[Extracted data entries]
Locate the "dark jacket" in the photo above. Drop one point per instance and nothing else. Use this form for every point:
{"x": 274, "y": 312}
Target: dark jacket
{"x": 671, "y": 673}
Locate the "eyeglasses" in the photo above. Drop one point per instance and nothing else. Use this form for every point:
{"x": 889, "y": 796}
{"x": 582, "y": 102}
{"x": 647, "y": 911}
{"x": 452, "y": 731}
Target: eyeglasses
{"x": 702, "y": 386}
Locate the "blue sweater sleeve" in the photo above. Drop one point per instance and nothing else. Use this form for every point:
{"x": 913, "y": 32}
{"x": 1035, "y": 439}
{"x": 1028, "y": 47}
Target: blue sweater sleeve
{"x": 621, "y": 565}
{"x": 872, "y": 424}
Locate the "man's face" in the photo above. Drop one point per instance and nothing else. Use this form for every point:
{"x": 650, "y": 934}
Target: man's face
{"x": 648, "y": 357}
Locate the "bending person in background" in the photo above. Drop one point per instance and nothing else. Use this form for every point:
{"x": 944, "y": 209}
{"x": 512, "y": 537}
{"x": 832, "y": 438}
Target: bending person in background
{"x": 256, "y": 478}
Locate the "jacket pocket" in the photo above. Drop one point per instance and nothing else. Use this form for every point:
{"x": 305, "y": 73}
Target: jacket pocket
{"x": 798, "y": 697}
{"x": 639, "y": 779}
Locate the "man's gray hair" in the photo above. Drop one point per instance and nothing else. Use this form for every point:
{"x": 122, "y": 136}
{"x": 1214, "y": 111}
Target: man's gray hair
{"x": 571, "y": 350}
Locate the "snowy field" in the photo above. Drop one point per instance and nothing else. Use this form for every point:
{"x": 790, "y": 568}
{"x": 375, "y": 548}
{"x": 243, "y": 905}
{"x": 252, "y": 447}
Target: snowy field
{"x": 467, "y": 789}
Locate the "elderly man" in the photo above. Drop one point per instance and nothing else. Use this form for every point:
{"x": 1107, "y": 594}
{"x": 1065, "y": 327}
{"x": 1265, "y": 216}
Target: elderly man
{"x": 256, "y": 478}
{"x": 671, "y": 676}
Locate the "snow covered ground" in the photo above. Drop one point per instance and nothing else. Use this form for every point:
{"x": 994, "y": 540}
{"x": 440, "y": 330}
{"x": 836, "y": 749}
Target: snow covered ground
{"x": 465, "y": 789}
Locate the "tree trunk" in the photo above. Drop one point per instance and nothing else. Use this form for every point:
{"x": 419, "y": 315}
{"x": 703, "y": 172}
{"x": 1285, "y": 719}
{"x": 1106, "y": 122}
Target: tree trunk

# ASSIGNED TASK
From the data above, copy each line where the string "Locate" appears.

# ANSWER BOX
Locate the "dark jacket" in the photo above. Drop one point per instance and nothing else. Use this form for every point:
Locate the "eyeglasses" in the photo above. Drop one point per instance and nothing else. Use this form for every point:
Locate the "blue sweater sleeve" in the photo above. Drop one point per instance and nothing else. Use this form for every point:
Locate the "man's face" in the photo above. Drop one point per instance and nothing else. Use this form for every point:
Locate the "bending person in background" in the photo above. Drop one point per instance and nothing else. Use this form for every point:
Locate the "jacket pocket" in the photo above. Drop one point per instance and nothing else. Use this form for every point:
Locate the "man's gray hair" in the photo above. Drop one point per instance and nothing else. Use this form for every point:
Locate the "snowy field" in the photo above. Drop one point per instance and nothing else. Use this form for every point:
Locate the "elderly man" in the photo above. Drop one point per instance and nothing else. Use this form for every point:
Locate the "snow covered ground" in the photo above. Drop one point per instance and nothing else. Use this form for every point:
Locate the "tree trunk" in the photo above. Drop one point per instance and nothing else. Use this form for every point:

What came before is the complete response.